#### Exercise material

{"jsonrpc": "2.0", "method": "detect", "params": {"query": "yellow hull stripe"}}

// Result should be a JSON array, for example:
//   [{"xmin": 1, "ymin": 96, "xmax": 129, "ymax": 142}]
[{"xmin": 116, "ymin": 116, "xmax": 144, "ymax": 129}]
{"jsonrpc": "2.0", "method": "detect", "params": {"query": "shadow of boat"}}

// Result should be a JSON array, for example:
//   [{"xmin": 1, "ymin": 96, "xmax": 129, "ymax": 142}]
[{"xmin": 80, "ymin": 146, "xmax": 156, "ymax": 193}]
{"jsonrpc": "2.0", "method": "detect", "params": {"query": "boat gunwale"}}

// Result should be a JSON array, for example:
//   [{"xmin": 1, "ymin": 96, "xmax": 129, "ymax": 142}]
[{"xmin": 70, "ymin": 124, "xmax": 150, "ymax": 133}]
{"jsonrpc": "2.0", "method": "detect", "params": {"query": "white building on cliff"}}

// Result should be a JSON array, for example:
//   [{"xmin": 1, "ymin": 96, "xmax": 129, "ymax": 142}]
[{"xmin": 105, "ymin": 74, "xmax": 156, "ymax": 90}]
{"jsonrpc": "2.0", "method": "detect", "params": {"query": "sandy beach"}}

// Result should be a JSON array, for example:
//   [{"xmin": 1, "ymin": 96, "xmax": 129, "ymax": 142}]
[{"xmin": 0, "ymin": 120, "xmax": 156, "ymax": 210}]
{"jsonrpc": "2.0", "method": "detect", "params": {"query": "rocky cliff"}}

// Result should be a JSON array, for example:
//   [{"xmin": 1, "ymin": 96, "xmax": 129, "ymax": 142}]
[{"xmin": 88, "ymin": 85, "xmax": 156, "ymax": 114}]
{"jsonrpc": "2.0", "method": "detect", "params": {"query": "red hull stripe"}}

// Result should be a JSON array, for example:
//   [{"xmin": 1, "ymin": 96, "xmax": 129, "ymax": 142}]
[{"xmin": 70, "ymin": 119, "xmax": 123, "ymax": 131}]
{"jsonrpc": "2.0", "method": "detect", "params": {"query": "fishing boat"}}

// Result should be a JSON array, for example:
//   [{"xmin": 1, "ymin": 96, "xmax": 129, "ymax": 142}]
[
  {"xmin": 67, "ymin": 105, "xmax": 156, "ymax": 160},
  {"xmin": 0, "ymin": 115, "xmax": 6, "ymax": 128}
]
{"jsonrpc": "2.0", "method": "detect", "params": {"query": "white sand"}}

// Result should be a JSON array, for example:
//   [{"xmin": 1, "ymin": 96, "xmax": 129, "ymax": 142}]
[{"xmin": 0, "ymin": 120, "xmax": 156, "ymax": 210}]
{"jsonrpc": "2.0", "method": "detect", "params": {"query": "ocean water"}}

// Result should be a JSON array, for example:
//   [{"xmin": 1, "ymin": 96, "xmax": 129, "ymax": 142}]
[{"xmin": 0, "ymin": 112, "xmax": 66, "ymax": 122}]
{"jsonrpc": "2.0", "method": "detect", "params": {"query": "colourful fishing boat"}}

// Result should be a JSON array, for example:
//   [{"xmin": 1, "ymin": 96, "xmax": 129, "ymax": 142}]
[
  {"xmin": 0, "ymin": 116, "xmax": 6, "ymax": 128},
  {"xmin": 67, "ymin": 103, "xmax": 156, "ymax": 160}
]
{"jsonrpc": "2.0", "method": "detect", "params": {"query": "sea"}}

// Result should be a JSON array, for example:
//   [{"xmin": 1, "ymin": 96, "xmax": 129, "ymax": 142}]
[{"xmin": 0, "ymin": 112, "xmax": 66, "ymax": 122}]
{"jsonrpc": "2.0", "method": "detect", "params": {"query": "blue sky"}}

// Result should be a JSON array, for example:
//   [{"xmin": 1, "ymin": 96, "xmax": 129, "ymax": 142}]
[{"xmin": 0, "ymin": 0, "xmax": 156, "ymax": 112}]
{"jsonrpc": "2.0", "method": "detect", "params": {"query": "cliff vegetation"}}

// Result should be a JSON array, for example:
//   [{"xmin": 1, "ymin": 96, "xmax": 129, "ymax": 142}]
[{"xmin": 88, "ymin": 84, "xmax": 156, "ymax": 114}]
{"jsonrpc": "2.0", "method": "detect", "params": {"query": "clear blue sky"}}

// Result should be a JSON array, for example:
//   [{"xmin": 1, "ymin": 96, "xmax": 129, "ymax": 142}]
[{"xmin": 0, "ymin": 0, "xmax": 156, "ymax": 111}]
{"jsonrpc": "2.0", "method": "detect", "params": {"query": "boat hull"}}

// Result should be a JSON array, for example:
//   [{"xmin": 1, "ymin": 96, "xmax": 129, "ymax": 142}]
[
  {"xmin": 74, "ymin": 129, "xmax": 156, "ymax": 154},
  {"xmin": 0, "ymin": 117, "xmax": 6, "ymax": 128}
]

########

**Exercise requirements**
State how many lines in the entries above contain the string "boat". Give only the number.

**Solution to this exercise**
5